The Battle of Ezra Church - The Preliminary Operations
Posted by: Groundspeak Premium Member Lat34North
N 33° 45.202 W 084° 26.211
16S E 737413 N 3737762
Quick Description: The Battle of Ezra Church - The Preliminary Operations (two plaques) historic markers are located at the east end of Mozley Park, on Martin Luther King Dr, Atlanta, GA.
Location: Georgia, United States
Date Posted: 11/3/2009 12:21:15 PM
Waymark Code: WM7K55
Published By: Groundspeak Regular Member GA Cacher
Views: 2

Long Description:

The Battle of Ezra Church July 28, 1864 - The Preliminary Operations

The Battle of Ezra Church was the third of three desperate Confederate attacks on the forces of Maj. Gen. Wm. T. Sherman, which were closing in on Atlanta. The battle lines formed an irregular V extending southeast from the northwest corner of the happy Haven Nursing Home grounds (Battle Hill Sanitarium), on the Union right, through those grounds and the Frank L. Stanton School grounds, and on across Mozley Drive, at Racine Street, to the intersection of Archer Street and Laurel Avenue. There it turned sharply northeast along old Chapel Road (obliterated save for a few yards north from this site, recrossed Mozley Drive, padded east of Ezra Church (which occupied this site), and crossed the ACL RR west of Chappell Road. The left of the battle line rested some 200 yards north of the railroad. Although heavy fighting occurred here along the Old Chapel Road, and at the strong salient formed by the point of the V, at Archer and Laurel, the most determined Confederate attacks were directed at the right of the Union position, entrenched on Battle Hill, and all along the line extending from the nursing home grounds to the Frank L. Stanton School.

The Preliminary Operations

Almost three months of fighting had preceded the Battle of Ezra Church. After 70 days of slow retreat from Dalton (88 miles north of Atlanta), forcing Sherman´s men to fight for every mile, Gen. Joseph E. Johnston´s Confederate Army of Tennessee (Hardee´s, Hood´s and Stewart´s Corp, and Wheeler´s cavalry corps) had crossed the Chattahoochee River at Bolton late on July 9th and retired toward Atlanta.

**Stated exercise 1:** Rewrite everything from "Almost three months" down to "retired toward Atlanta." in the Ezra Church marker text, swapping "retired" for "withdrew".
**Stated exercise 2:**
Answer these questions from the Ezra Church marker text:
(a) On what date was the Battle of Ezra Church fought?
(b) How many miles north of Atlanta is Dalton?
(c) How far north of the railroad did the left of the battle line rest?
The material that comes after this point is not needed for anything here.

**Records:**
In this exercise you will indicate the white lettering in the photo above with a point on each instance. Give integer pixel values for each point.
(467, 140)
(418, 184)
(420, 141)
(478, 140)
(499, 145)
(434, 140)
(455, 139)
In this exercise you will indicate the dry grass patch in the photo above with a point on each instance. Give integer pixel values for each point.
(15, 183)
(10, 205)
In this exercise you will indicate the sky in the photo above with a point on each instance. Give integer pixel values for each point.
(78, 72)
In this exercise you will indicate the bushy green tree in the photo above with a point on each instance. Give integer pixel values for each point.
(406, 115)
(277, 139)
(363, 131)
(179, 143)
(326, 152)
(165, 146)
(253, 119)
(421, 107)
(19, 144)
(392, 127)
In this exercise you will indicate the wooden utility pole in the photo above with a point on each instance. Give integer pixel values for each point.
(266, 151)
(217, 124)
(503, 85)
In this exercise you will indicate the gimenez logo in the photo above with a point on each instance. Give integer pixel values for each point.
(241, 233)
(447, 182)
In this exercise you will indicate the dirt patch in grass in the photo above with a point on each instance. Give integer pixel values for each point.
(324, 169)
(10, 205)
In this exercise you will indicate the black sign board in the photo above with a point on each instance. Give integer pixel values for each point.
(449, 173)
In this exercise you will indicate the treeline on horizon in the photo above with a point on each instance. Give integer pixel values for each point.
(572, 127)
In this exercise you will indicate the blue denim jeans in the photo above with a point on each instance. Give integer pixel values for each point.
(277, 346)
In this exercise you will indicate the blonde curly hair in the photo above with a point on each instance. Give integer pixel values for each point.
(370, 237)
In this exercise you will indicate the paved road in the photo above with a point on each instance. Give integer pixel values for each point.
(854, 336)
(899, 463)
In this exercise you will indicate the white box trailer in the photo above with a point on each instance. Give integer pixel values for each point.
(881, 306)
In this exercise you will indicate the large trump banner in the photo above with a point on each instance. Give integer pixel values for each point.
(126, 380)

**Written answer 1:**
Almost three months of fighting had preceded the Battle of Ezra Church. After 70 days of slow retreat from Dalton (88 miles north of Atlanta), forcing Sherman´s men to fight for every mile, Gen. Joseph E. Johnston´s Confederate Army of Tennessee (Hardee´s, Hood´s and Stewart´s Corp, and Wheeler´s cavalry corps) had crossed the Chattahoochee River at Bolton late on July 9th and withdrew toward Atlanta.

**Written answer 2:**
(a) July 28, 1864
(b) 88 miles
(c) Some 200 yards